▶ **Instructions to follow**
Collect the lines of the entries where "negative" shows up.

**** Raw data ****

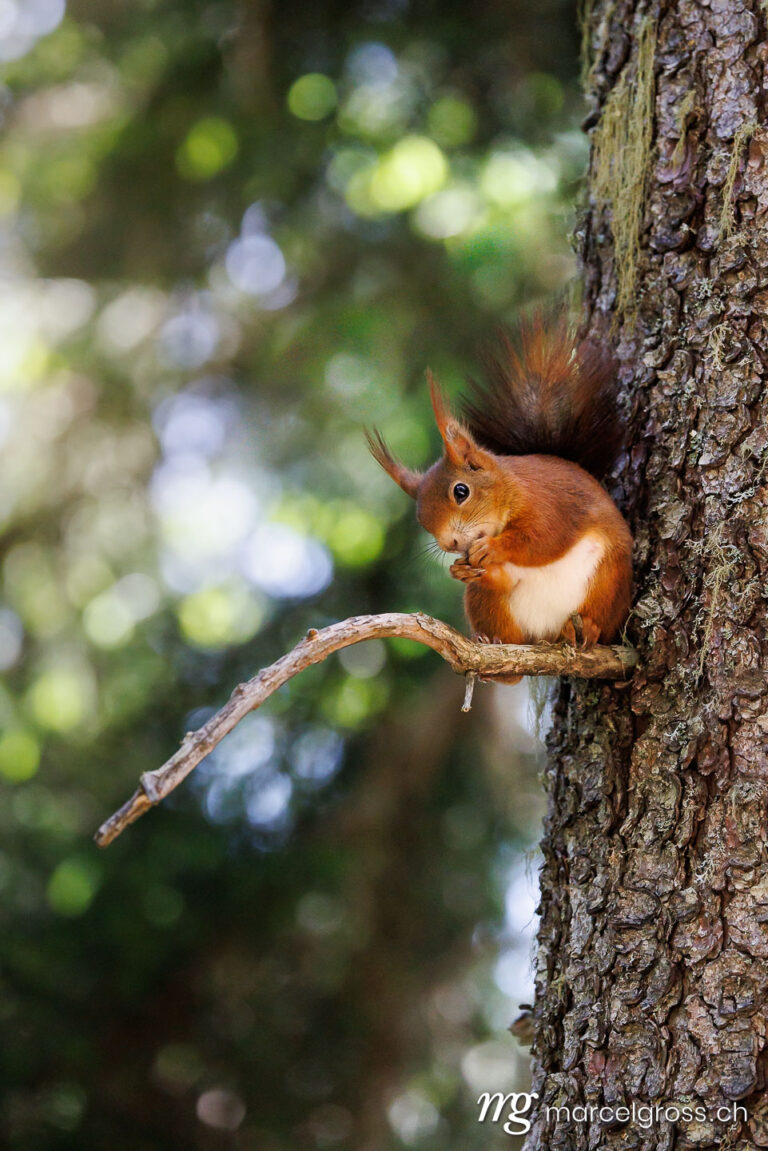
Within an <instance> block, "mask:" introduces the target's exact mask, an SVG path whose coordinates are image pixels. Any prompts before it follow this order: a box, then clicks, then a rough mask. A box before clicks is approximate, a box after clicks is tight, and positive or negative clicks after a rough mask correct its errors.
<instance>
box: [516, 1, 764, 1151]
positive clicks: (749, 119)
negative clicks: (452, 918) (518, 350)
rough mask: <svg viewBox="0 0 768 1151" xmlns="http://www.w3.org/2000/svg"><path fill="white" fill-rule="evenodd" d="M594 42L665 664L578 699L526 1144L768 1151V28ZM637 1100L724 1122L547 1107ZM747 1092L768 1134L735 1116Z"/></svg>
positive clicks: (589, 316) (724, 29) (646, 640)
mask: <svg viewBox="0 0 768 1151" xmlns="http://www.w3.org/2000/svg"><path fill="white" fill-rule="evenodd" d="M651 24H653V26H654V30H655V32H654V40H655V43H654V52H653V62H652V71H653V77H654V93H655V94H654V100H653V109H652V110H653V117H652V121H651V132H652V135H651V139H649V142H648V147H647V148H645V145H644V151H645V154H646V155H648V157H649V163H651V168H649V174H648V180H647V185H646V193H645V197H644V200H642V206H641V214H640V219H639V223H638V231H637V253H636V256H637V259H636V273H634V290H633V300H632V302H630V303H629V304H628V305H626V306H625V302H624V299H623V296H622V283H623V282H624V284H626V280H624V281H623V280H622V277H623V275H624V268H623V264H624V261H625V258H626V247H625V246H622V245H623V243H624V244H625V242H623V241H622V239H621V236H617V231H616V221H615V206H616V204H615V201H616V197H615V195H611V196H609V195H606V191H604V189H606V184H604V181H603V183H602V184H601V183H600V178H598V182H596V186H595V182H594V174H595V170H600V169H602V170H604V162H606V158H604V148H606V147H607V140H608V139H609V138H610V139H613V142H614V146H615V145H616V139H617V137H616V134H615V131H614V129H613V128H611V130H610V132H608V130H607V129H606V128H604V121H603V117H604V116H606V115H607V114H608V115H609V116H611V115H615V108H616V104H617V101H624V104H623V105H622V106H623V107H625V106H626V96H625V94H622V85H623V89H624V92H625V90H626V86H628V84H629V81H628V79H626V77H628V76H630V75H632V69H634V68H636V67H637V60H638V53H639V44H638V39H639V37H640V36H642V30H644V29H645V30H647V29H648V28H649V26H651ZM591 29H592V30H593V36H592V49H593V64H592V70H591V83H592V90H593V93H594V99H595V115H594V117H593V122H594V123H595V124H596V127H595V128H594V129H593V132H594V134H596V140H593V147H595V148H596V150H598V159H599V160H600V163H599V165H598V166H596V168H595V159H594V155H593V165H592V169H591V170H592V174H593V176H592V183H591V185H590V188H588V209H587V214H586V219H585V222H584V227H583V230H581V259H583V264H584V282H585V305H584V306H585V313H584V321H585V329H587V330H590V331H591V333H592V334H594V335H596V336H601V337H603V338H613V341H614V343H615V344H616V348H617V352H618V356H619V360H621V382H622V389H623V398H624V402H625V405H626V410H628V412H629V443H628V450H626V452H625V456H624V458H623V460H622V462H621V464H619V466H618V468H617V471H616V474H615V475H614V478H613V483H614V491H615V494H616V496H617V498H618V501H619V503H621V505H622V506H623V509H624V510H625V511H626V514H628V517H629V519H630V523H631V526H632V528H633V531H634V534H636V584H637V592H636V605H634V610H633V615H632V618H631V622H630V627H629V633H630V638H631V640H632V641H633V642H636V643H637V645H638V647H639V649H640V653H641V661H642V665H641V670H640V672H639V673H638V674H637V676H636V678H634V680H633V684H632V686H631V688H629V689H628V691H623V689H621V688H615V687H611V686H604V687H601V688H599V689H596V691H595V688H594V687H593V686H585V685H579V684H578V683H576V681H572V683H568V684H565V685H563V687H562V688H561V691H560V695H558V699H557V702H556V706H555V718H554V726H553V731H552V733H550V752H552V759H550V767H549V769H548V772H547V787H548V802H549V813H548V818H547V824H546V829H545V840H543V855H545V863H543V869H542V877H541V916H542V917H541V929H540V939H539V958H538V994H537V1005H535V1011H534V1019H535V1038H534V1047H533V1050H534V1089H535V1090H537V1091H538V1092H539V1096H540V1102H539V1106H538V1110H537V1113H535V1118H534V1122H533V1127H532V1130H531V1134H530V1135H529V1138H527V1141H526V1148H527V1149H529V1151H533V1149H537V1151H539V1149H545V1148H547V1149H553V1151H557V1149H562V1151H583V1149H584V1151H586V1149H587V1148H588V1149H598V1148H601V1149H602V1148H606V1149H607V1148H611V1149H613V1148H633V1149H638V1151H652V1149H653V1151H659V1149H662V1148H672V1146H675V1148H697V1149H709V1148H712V1149H714V1148H737V1149H739V1151H751V1149H756V1148H766V1146H768V1074H767V1072H768V1057H767V1053H766V1035H767V1031H768V1007H767V1004H766V997H767V994H768V389H767V388H766V382H765V381H766V373H767V372H768V229H767V227H766V221H768V129H767V128H766V127H763V125H765V120H766V102H765V101H766V97H765V92H766V84H767V81H768V77H767V75H766V61H767V60H768V47H767V45H766V13H765V10H763V8H762V7H761V6H760V5H758V3H756V2H754V3H750V2H744V0H710V2H709V3H707V5H704V3H700V2H694V0H677V2H675V3H672V5H666V6H664V7H663V8H655V7H644V6H640V5H636V3H633V2H623V0H594V3H593V5H592V9H591ZM646 35H647V33H646ZM623 77H624V78H623ZM617 87H618V93H619V94H618V96H611V93H614V92H616V90H617ZM611 100H613V105H611ZM601 125H602V127H601ZM600 150H603V157H602V159H600ZM613 162H614V168H613V169H611V170H613V173H614V174H613V176H611V178H613V180H618V176H617V175H616V173H618V170H619V168H621V165H622V163H623V158H622V155H621V154H618V153H616V154H615V155H614V158H613ZM630 162H631V163H632V165H636V163H637V160H636V158H633V157H631V158H630ZM630 214H631V213H630ZM724 221H727V224H725V226H724V224H723V222H724ZM619 231H621V229H619ZM624 290H625V289H624ZM632 1102H634V1103H636V1105H640V1104H651V1105H667V1104H668V1105H679V1106H683V1105H685V1104H687V1105H691V1106H702V1107H704V1108H705V1111H706V1119H705V1120H701V1119H693V1120H692V1121H690V1122H686V1121H684V1120H682V1119H680V1120H679V1121H677V1122H676V1121H667V1120H664V1119H662V1120H661V1121H659V1122H654V1123H652V1125H651V1126H649V1127H647V1128H646V1127H644V1126H641V1125H639V1123H637V1122H631V1121H630V1122H629V1123H615V1125H610V1123H604V1122H601V1121H600V1119H594V1120H592V1121H587V1122H575V1121H569V1120H568V1119H567V1118H565V1115H564V1113H563V1112H561V1113H560V1116H557V1114H556V1113H554V1112H552V1111H549V1112H548V1108H552V1107H554V1106H561V1107H562V1106H563V1105H570V1106H571V1107H573V1106H577V1105H579V1106H584V1105H590V1104H594V1105H609V1106H613V1107H617V1106H619V1105H623V1104H629V1105H631V1104H632ZM735 1102H738V1103H739V1104H740V1105H742V1106H743V1107H745V1108H746V1112H747V1115H748V1118H747V1120H743V1119H738V1120H737V1121H732V1120H731V1121H727V1120H725V1119H723V1118H718V1108H720V1107H725V1106H730V1105H732V1104H733V1103H735ZM722 1114H724V1112H722V1113H721V1115H722Z"/></svg>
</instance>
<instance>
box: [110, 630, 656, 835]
mask: <svg viewBox="0 0 768 1151" xmlns="http://www.w3.org/2000/svg"><path fill="white" fill-rule="evenodd" d="M390 637H398V638H400V639H409V640H416V642H417V643H424V645H426V647H431V648H432V649H433V650H434V651H436V653H438V654H439V655H441V656H442V658H443V660H444V661H446V662H447V663H449V664H450V666H451V668H453V670H454V671H456V672H459V673H461V674H464V676H466V677H467V693H466V695H465V706H466V708H465V709H466V710H469V703H470V701H471V691H470V689H469V688H470V685H471V684H472V683H473V678H474V677H477V676H479V677H480V678H482V679H494V678H497V677H500V676H580V677H583V678H586V679H626V678H628V676H629V674H630V673H631V672H632V669H633V668H634V666H636V664H637V660H638V656H637V651H636V650H634V649H633V648H629V647H594V648H591V649H590V650H577V649H576V648H572V647H568V646H567V645H564V643H553V645H542V646H538V647H527V646H524V645H512V643H508V645H484V643H476V642H473V641H472V640H469V639H467V638H466V637H465V635H462V634H461V633H459V632H457V631H456V630H455V628H454V627H449V626H448V624H443V623H442V622H441V620H439V619H433V618H432V617H431V616H425V615H423V613H421V612H420V611H417V612H415V613H413V615H403V613H401V612H387V613H386V615H382V616H356V617H352V618H351V619H343V620H342V622H341V623H339V624H332V625H330V626H329V627H324V628H322V630H321V631H315V630H314V628H311V630H310V631H309V632H307V633H306V635H305V638H304V639H303V640H302V641H301V643H297V646H296V647H295V648H294V649H292V651H289V653H288V654H287V655H284V656H282V658H280V660H277V661H276V663H273V664H271V665H269V666H268V668H265V669H264V670H263V671H260V672H259V673H258V674H257V676H254V677H253V678H252V679H249V680H248V683H245V684H239V685H238V686H237V687H236V688H235V691H234V692H233V693H231V695H230V698H229V700H228V702H227V703H226V704H225V706H223V708H221V710H220V711H216V714H215V715H214V716H212V717H211V719H208V722H207V723H206V724H203V726H201V727H200V729H198V731H193V732H188V733H187V735H185V737H184V739H183V742H182V745H181V747H180V748H178V750H177V752H176V754H175V755H173V756H172V757H170V759H169V760H168V761H167V762H166V763H164V764H162V767H161V768H157V769H155V770H154V771H145V772H144V775H143V776H142V778H140V782H139V786H138V788H137V790H136V791H135V792H134V794H132V795H131V798H130V799H129V800H128V802H126V803H123V806H122V807H121V808H120V810H119V811H115V814H114V815H112V816H109V818H108V820H107V821H106V823H102V824H101V826H100V828H99V830H98V831H97V833H96V837H94V838H96V841H97V844H98V845H99V847H106V846H107V844H111V843H112V841H113V839H116V837H117V836H119V834H120V833H121V831H123V830H124V829H126V828H127V826H128V825H129V824H130V823H134V821H135V820H138V817H139V816H140V815H144V813H145V811H147V810H149V809H150V808H151V807H152V806H153V805H155V803H159V802H160V800H162V799H165V798H166V795H168V794H169V793H170V792H172V791H173V790H174V788H175V787H177V786H178V784H180V783H181V782H182V779H185V778H187V776H188V775H189V773H190V771H192V770H193V769H195V768H196V767H197V765H198V763H199V762H200V761H201V760H204V759H205V756H206V755H208V753H210V752H212V750H213V748H214V747H215V746H216V745H218V744H219V742H221V740H222V739H223V738H225V735H227V734H228V732H230V731H231V730H233V727H234V726H235V725H236V724H238V723H239V721H241V719H243V718H244V717H245V716H246V715H248V714H249V712H250V711H254V710H256V708H259V707H260V706H261V704H263V703H264V701H265V700H266V699H268V698H269V696H271V695H272V694H273V693H274V692H276V691H277V688H279V687H282V685H283V684H286V683H288V680H289V679H292V677H294V676H297V674H298V672H299V671H304V669H305V668H310V666H312V664H313V663H321V662H322V660H327V657H328V656H329V655H332V654H333V653H334V651H339V650H341V648H345V647H350V646H351V645H352V643H359V642H360V641H362V640H372V639H386V638H390Z"/></svg>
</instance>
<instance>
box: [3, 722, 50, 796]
mask: <svg viewBox="0 0 768 1151" xmlns="http://www.w3.org/2000/svg"><path fill="white" fill-rule="evenodd" d="M39 764H40V746H39V744H38V741H37V740H36V739H35V735H32V734H31V733H30V732H28V731H22V730H21V729H12V730H10V731H6V732H3V733H2V735H0V775H2V777H3V779H7V780H8V782H9V783H12V784H22V783H26V780H28V779H31V778H32V776H33V775H36V773H37V769H38V767H39Z"/></svg>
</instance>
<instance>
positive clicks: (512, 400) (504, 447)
mask: <svg viewBox="0 0 768 1151" xmlns="http://www.w3.org/2000/svg"><path fill="white" fill-rule="evenodd" d="M616 367H617V366H616V361H615V359H614V356H613V353H611V352H610V351H609V350H608V349H607V348H603V346H601V345H600V344H596V343H593V342H592V341H588V340H583V341H578V340H576V338H575V336H573V334H572V331H571V330H570V329H569V326H568V322H567V320H564V319H561V320H557V321H555V322H554V323H549V322H548V321H547V320H545V319H543V318H542V317H540V315H539V317H535V318H534V319H533V320H531V321H527V322H524V323H520V326H519V329H518V331H517V338H514V337H510V336H509V335H508V334H503V335H502V337H501V355H500V356H496V355H493V353H492V355H487V356H486V357H485V368H486V378H487V382H485V383H477V382H476V381H474V380H470V386H471V388H472V392H471V396H470V398H467V399H465V401H464V404H463V414H464V420H465V422H466V426H467V427H469V429H470V432H471V433H472V435H473V436H474V439H476V440H477V441H478V442H479V443H480V444H481V445H482V447H484V448H487V449H488V450H489V451H494V452H496V453H497V455H500V456H527V455H546V456H560V457H561V459H570V460H572V462H573V463H575V464H580V466H581V467H584V468H585V471H587V472H591V473H592V475H594V477H596V478H598V479H602V477H603V475H604V474H606V472H607V471H608V470H609V468H610V466H611V465H613V464H614V462H615V460H616V458H617V456H618V453H619V451H621V449H622V443H623V440H624V429H623V426H622V422H621V420H619V417H618V411H617V398H616Z"/></svg>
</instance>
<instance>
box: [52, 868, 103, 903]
mask: <svg viewBox="0 0 768 1151" xmlns="http://www.w3.org/2000/svg"><path fill="white" fill-rule="evenodd" d="M98 885H99V882H98V874H97V871H96V869H94V868H93V867H92V866H90V864H89V863H85V862H84V861H82V860H77V859H69V860H63V862H61V863H60V864H59V867H58V868H56V869H55V871H54V872H53V875H52V876H51V878H50V879H48V885H47V889H46V898H47V900H48V906H50V907H51V909H52V910H54V912H55V913H56V915H66V916H71V917H75V916H77V915H82V914H83V913H84V912H86V910H88V908H89V907H90V905H91V901H92V899H93V897H94V894H96V892H97V889H98Z"/></svg>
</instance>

****

▶ **Exercise output**
Within an <instance> block, "mask:" introduces the target's exact mask, an SVG path whose coordinates are image pixels. Any prompts before it follow this order: a box, then clicks, then a rough mask. A box before clicks is approximate, a box after clicks is tight, and positive or negative clicks after a rough mask correct its errors.
negative clicks: (452, 918) (518, 350)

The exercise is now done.